> **The task**
Answer these questions from the book reviews below.
(a) In what form did the Chinese insist on payment for their goods?
(b) What did an American ambassador reply when ordered to kowtow?
(c) What does the Barnes & Noble edition contain, according to one of the book reviews?

> **Reading text**
━━━━━━━━

At any rate, the Opium Wars were a fairly sordid episode; it’s no wonder that the Chinese are still annoyed with the West. The basic problem was Europeans had a profound appetite for Chinese porcelain, silk, and tea, while the Chinese had no use for anything Western and insisted on payment in Spanish silver dollars. The British solved (in fact, reversed) the balance-of-payments problem by forcing the Chinese to allow imported opium. The Chinese government tried twice to ban opium - once in 1836 (resulting in the First Opium War, or Arrow War), and again in 1856 (resulting in the Second Opium War, that ended with a joint French-British force sacking and looting the Summer Palace). It didn’t help that during the Second Opium War the Chinese were simultaneously engaged in fighting the Taiping Rebellion, led by a charismatic if somewhat unworldly man who claimed to be Jesus Christ’s younger brother.

Although the authors’ sympathy is generally with the Chinese, they don’t get off blame-free. They failed to understand, despite repeated evidence to the contrary, that their large army and navy were powerless against modern weaponry and therefore some compromise was necessary. A particular sticking point was their insistence that foreigners perform the “kowtow”; kneeling and knocking their forehead on the floor nine times when granted an audience with an Imperial representative. The various efforts of the Chinese to reach an understanding here would be comic if the results weren’t so sad; they offered to allow the barbarians to kowtow three times instead of nine, to kowtow behind a screen so no one would see, and so on. (When an American ambassador was ordered to kowtow, he indignantly replied “I kneel to no one but Woman and God!” The puzzled Chinese official said “But the Emperor is God!”).

Opium remained a problem in China until the Communists took over and offered addicts and users the choice of cold turkey or death. That finally worked. ( )
  setnahkt | Dec 28, 2017 |
The Barnes & Noble edition contains several typos and at least one incorrect date. This work provides a background to the two opium wars conducted by Britain (and joined in by France) to maintain the importation of opium into China. This drug trade was conducted for the purpose of maintaining a stream of revenue for the British economy. ( )
  Waltersgn | Jul 21, 2017 |
This book should be proscribed reading in every British school. At the time of reviewing this book, the UK is going through the first stage traumas from the decision to leave the EU. Whilst a few, a very few, people might have voted 'out' for other reasons, the vast majority of that vote was fuelled by rampant racism and promises to keep the dangerous foreigners out of the country. Reading this book is a dispiriting lesson in how little has changed within 150 years. We British have always considered ourselves to be more of a different species, than a mongrel race interlinked to humanity.

━━━━━━━━

> **Data excerpt**
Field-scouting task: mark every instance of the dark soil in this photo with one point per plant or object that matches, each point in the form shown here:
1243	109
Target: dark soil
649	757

━━━━━━━━

> **Correct result**
(a) Spanish silver dollars.
(b) "I kneel to no one but Woman and God!"
(c) Several typos and at least one incorrect date.